**Fragmento**
§ §
Desde entonces y hasta hoy, somos cubanos porque somos peloteros; y somos peloteros porque somos cubanos. Por eso el sueño de mi padre y el mío ha sido el de tantos millones de personas nacidas en esta isla del Caribe a lo largo de 150 años.

Tercer inning

El beisbol, la pelota, es un deporte, pero también es una forma de entender la vida. Y hasta de vivirla. Y en mi caso puedo decir que soy escritor gracias a que no pude ser pelotero. Un buen pelotero.

El barrio de la periferia habanera donde nací, y donde todavía vivo, no tenía ningún terreno con las condiciones necesarias para jugar pelota de acuerdo a los reglamentos más estrictos. Pero, como en otras decenas de barrios de La Habana, los muchachos de mi generación aprendimos a jugar pelota en callejones y terrenos baldíos más o menos propicios, y en ellos sudamos esa necesidad que, cuando se convertía en pasión excesiva, en mi época la llamaban “vicio de pelota”. En la esquina de mi casa, en el patio de una escuela, en el descampado de unas canteras cercanas, en un baldío arenoso de la periferia, jugué pelota en cada momento de mi vida en que me fue posible hacerlo. Con trajes improvisados o sin ellos, con guantes o sin ellos, con los bates y las pelotas que aparecieran en los años en los que grandes carencias impedían adquirir esos implementos, mis amigos y yo nos dedicamos a jugar y soñar con el beisbol.

En mi caso el “vicio de pelota” adquirió proporciones de verdadera adicción: además de jugarla, la vivía. En mis libretas escolares dibujaba terrenos de beisbol e imaginaba partidos. Cuando corría por la calle soñaba que lo hacía en un estadio, y recorría el cuadro porque había conectado un decisivo jonrón. Recortaba fotos de los peloteros cubanos de esa época y las pegaba en una libreta que, espero, todavía ande entre mis papeles viejos. Veía los partidos que se trasmitían en la televisión y fui haciéndome fanático de un club y de algunos jugadores que se convirtieron en los más grandes y mejores ídolos que jamás he tenido y tendré.
§ §
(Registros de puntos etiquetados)
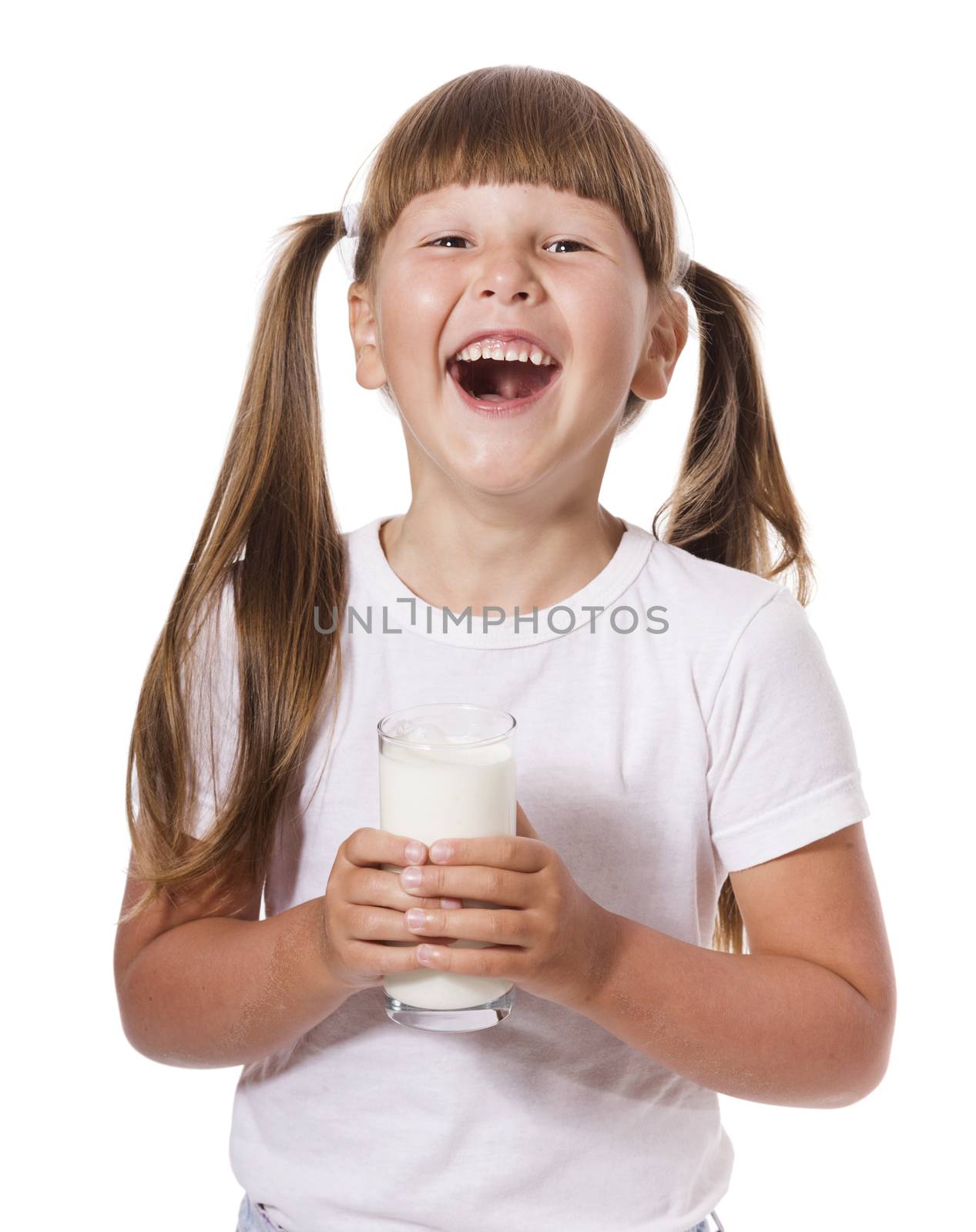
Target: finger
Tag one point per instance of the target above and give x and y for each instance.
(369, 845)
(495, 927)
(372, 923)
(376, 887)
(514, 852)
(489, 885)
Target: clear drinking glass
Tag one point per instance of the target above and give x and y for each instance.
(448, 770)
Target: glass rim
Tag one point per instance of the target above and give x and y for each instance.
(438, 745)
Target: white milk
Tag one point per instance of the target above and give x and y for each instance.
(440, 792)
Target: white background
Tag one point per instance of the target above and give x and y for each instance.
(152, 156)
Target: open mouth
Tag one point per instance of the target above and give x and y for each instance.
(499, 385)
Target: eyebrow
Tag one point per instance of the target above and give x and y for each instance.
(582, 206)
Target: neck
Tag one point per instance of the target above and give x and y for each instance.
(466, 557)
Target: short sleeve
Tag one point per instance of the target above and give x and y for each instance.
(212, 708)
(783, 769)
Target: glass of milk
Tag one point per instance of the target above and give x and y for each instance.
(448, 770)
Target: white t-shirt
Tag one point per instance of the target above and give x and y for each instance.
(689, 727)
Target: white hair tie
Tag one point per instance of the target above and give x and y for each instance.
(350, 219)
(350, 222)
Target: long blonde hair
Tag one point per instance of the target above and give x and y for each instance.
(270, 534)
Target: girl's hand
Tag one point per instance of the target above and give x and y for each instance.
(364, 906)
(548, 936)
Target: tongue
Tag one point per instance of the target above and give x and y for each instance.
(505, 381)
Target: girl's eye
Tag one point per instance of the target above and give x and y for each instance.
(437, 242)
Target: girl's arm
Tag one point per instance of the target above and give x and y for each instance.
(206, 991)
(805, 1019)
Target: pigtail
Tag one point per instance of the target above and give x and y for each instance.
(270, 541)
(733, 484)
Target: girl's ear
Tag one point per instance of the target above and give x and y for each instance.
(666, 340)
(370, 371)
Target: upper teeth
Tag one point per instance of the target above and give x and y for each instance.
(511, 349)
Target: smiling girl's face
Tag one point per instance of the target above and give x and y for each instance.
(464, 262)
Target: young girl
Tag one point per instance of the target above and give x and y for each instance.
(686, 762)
§ §
**Tarea requerida A**
¿Qué lugares enumera el fragmento sobre el beisbol en la oración que empieza con «En la esquina de mi casa» como sitios donde se jugó pelota?
**Tarea requerida B**
Copia del fragmento sobre el beisbol el pasaje que va desde «El beisbol, la» hasta «Un buen pelotero.», ambos incluidos.
**Tarea requerida C**
¿Coinciden con el fragmento sobre el beisbol estas afirmaciones? (i) El barrio de nacimiento de quien narra tenía un terreno apto para jugar según los reglamentos más estrictos. (ii) En sus libretas escolares, quien narra dibujaba terrenos de beisbol. (iii) Quien narra ya no vive en el barrio donde nació.
Los registros no tienen relación alguna con el fragmento.

**Resultado A**
- La esquina de mi casa
- El patio de una escuela
- El descampado de unas canteras cercanas
- Un baldío arenoso de la periferia

**Resultado B**
El beisbol, la pelota, es un deporte, pero también es una forma de entender la vida. Y hasta de vivirla. Y en mi caso puedo decir que soy escritor gracias a que no pude ser pelotero. Un buen pelotero.

**Resultado C**
(i) No: «no tenía ningún terreno con las condiciones necesarias para jugar pelota de acuerdo a los reglamentos más estrictos»
(ii) Sí: «En mis libretas escolares dibujaba terrenos de beisbol e imaginaba partidos»
(iii) No: «donde nací, y donde todavía vivo»